Tak jak immanentną częścią środowiska, w którym żyjemy my, ludzie, są wirusy i bakterie. I nigdy się ich nie pozbędziemy. Pojawią się nowe, będziemy musieli znajdować nowe lekarstwa. Tak samo leczymy kapitalizm. Proszę pamiętać, że kiedyś system wolnorynkowy nie walczył z monopolami. Dopiero z czasem odkryto, że monopole są szkodliwe i powinno się je tłamsić. Kiedyś szerokie stosowanie pomocy publicznej nie było uważane za coś niestosownego. Dopiero z czasem zauważono, że takie praktyki zaburzają konkurencję i gaszą przedsiębiorczość. Kiedyś też nie byliśmy otwarci na świat. Gospodarki narodowe funkcjonowały jak samotne wyspy. Z trudem otwieraliśmy granice.

Dziś boimy się skutków otwarcia granic. Wraz z postępującą globalizacją czujemy, że tracimy kontrolę nad naszym życiem gospodarczym.
Każde nasze otwarcie sprowadza zagrożenie, a skutki nie zawsze jesteśmy w stanie przewidzieć. Niemniej prawdą jest, że pewne regulacje na szczeblu globalnym są dziś absolutnie niezbędne. Koncerny międzynarodowe, nad którymi nie było dotąd żadnej kontroli ze strony państw narodowych, zachowywały się niezgodnie z jakimikolwiek regułami uczciwego biznesu. Wykorzystywały w sposób nieograniczony i bez jakichkolwiek zahamowań środowisko naturalne. W sposób brutalny wykorzystywały najtańszą siłę roboczą, a w chwili, gdy interes się kończył, bez skrupułów przenosiły się gdzie indziej. Takie zachowania nie mogą być dłużej akceptowane. Potrzebne są międzynarodowe reguły gry.

_FRAGMENTY DANYCH_
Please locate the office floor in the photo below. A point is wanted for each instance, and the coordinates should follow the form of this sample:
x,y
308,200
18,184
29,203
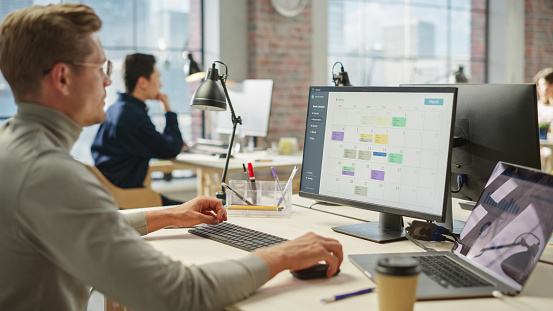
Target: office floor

---

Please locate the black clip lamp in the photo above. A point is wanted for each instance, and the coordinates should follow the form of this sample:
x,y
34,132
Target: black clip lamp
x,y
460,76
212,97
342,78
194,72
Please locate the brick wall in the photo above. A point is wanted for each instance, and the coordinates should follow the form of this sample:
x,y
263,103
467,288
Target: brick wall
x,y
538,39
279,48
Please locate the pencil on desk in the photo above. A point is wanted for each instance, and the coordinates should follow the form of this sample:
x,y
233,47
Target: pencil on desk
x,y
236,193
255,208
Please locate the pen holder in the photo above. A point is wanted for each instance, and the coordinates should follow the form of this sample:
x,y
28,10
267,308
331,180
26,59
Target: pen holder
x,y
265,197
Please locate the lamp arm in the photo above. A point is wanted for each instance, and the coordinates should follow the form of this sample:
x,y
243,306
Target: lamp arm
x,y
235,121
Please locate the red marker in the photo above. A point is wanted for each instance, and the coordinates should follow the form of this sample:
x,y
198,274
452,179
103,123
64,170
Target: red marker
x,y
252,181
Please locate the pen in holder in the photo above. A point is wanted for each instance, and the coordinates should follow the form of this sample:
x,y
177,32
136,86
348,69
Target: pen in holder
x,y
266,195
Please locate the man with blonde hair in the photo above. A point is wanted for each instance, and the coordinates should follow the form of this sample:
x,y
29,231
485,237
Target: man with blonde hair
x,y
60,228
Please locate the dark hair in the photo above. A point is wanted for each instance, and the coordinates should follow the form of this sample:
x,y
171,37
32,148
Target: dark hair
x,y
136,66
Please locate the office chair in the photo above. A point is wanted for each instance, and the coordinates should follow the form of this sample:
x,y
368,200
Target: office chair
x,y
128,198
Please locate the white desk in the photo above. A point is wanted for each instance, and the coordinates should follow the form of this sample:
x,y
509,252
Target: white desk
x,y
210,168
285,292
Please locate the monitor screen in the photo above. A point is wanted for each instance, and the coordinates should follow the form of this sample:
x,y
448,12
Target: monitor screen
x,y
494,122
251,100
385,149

_ZADANIE 1_
Z czym, według podanego tekstu, system wolnorynkowy kiedyś nie walczył?
_ZADANIE 2_
Odszukaj wszystkie wiersze, w których występuje słowo „with”, i przepisz je w całości, pamiętając, że wielkość liter ma znaczenie.

_ODPOWIEDŹ DO ZADANIA 1_
Z monopolami.

_ODPOWIEDŹ DO ZADANIA 2_
Please locate the man with blonde hair in the photo above. A point is wanted for each instance, and the coordinates should follow the form of this sample:
Target: man with blonde hair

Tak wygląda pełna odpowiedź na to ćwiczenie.